TASK DESCRIPTION
Could you write out every one of the records below word for word, keeping each line as it appears?

RECORDED INFORMATION

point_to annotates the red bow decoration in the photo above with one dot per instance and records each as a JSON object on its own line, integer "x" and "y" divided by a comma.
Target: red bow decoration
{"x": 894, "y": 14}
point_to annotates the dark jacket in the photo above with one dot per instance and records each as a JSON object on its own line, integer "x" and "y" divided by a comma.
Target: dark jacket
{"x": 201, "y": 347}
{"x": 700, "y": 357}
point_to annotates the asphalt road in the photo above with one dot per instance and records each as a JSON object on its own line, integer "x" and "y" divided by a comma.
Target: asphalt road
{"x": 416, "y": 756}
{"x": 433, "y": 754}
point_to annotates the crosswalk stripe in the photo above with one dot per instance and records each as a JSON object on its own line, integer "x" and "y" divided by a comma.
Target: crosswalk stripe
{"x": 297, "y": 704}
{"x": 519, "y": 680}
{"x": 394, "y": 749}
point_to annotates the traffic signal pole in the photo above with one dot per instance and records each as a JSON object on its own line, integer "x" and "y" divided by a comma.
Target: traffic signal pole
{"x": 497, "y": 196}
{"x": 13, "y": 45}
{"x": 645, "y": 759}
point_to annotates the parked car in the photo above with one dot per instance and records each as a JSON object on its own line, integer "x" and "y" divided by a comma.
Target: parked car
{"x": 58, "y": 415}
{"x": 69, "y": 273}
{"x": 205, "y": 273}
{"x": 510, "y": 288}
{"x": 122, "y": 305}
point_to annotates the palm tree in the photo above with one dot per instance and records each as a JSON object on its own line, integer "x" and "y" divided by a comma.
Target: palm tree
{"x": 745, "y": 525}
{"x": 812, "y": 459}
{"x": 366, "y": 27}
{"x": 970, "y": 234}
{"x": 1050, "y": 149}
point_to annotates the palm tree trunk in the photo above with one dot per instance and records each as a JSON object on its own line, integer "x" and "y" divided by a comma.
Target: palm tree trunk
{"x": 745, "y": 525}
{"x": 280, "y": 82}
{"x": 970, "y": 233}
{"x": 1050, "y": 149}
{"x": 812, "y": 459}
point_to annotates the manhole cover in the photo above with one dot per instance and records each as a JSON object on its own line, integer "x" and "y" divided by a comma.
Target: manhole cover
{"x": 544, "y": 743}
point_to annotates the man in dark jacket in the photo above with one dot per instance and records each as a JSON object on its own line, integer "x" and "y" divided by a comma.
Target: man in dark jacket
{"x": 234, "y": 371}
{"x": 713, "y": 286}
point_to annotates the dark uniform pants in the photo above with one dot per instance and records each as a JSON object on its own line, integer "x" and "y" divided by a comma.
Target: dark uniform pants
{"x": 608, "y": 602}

OUTPUT BELOW
point_to annotates the red bow decoration in the photo above with one dot per instance and records each as a JSON object on its own line, integer "x" and "y" divided by a comma.
Target: red bow decoration
{"x": 894, "y": 14}
point_to annotates the dark jacket in the photo above with one dot per instance and records each as a JSON object on its own line, integer "x" and "y" divided by a comma.
Target: dark jacket
{"x": 201, "y": 347}
{"x": 700, "y": 357}
point_to annotates the asphalt road in the photo above with one dot per instance and records each as a JSON object on its own line, integer "x" and "y" divided by a comma.
Target: asphalt road
{"x": 416, "y": 756}
{"x": 433, "y": 754}
point_to annotates the crosswalk stripe in the photo above with one dot per instance and records each as a JSON object on its own line, integer "x" and "y" divided by a comma.
Target: crosswalk stripe
{"x": 297, "y": 704}
{"x": 519, "y": 680}
{"x": 394, "y": 749}
point_to annotates the traffic signal pole in the photo above with one dot per instance and records each as a JSON object on its own line, integer "x" and "y" divided by a comma.
Target: traffic signal pole
{"x": 497, "y": 196}
{"x": 13, "y": 45}
{"x": 645, "y": 759}
point_to annotates the parked car in the photo above with one dot per instance and records each as a JSON object on its own line, integer "x" and "y" divided by a comma.
Target: parked car
{"x": 58, "y": 415}
{"x": 69, "y": 273}
{"x": 205, "y": 273}
{"x": 510, "y": 288}
{"x": 122, "y": 305}
point_to annotates the palm tree in the photo above with one dot per instance and records each as a JSON object on its own line, integer "x" and "y" divided by a comma.
Target: palm tree
{"x": 745, "y": 525}
{"x": 812, "y": 459}
{"x": 366, "y": 27}
{"x": 970, "y": 234}
{"x": 1050, "y": 149}
point_to annotates the palm tree trunk in the photo above with one dot per instance and records each as a JSON object on its own line, integer "x" and "y" divided by a comma.
Target: palm tree trunk
{"x": 745, "y": 525}
{"x": 280, "y": 82}
{"x": 970, "y": 233}
{"x": 1050, "y": 149}
{"x": 812, "y": 459}
point_to annotates the manhole cover in the photo above with one dot per instance and records each as a JSON object on its own line, integer "x" and "y" divided by a comma.
Target: manhole cover
{"x": 544, "y": 743}
point_to annotates the man in dark jacket in the photo above with one dot per instance and records each as a JSON object on its own line, integer "x" and "y" divided by a comma.
Target: man in dark jacket
{"x": 234, "y": 371}
{"x": 713, "y": 286}
point_to annotates the dark uniform pants in the photo above with one dot per instance and records each as a JSON object on its own line, integer "x" and "y" divided by a comma.
Target: dark uniform pants
{"x": 608, "y": 602}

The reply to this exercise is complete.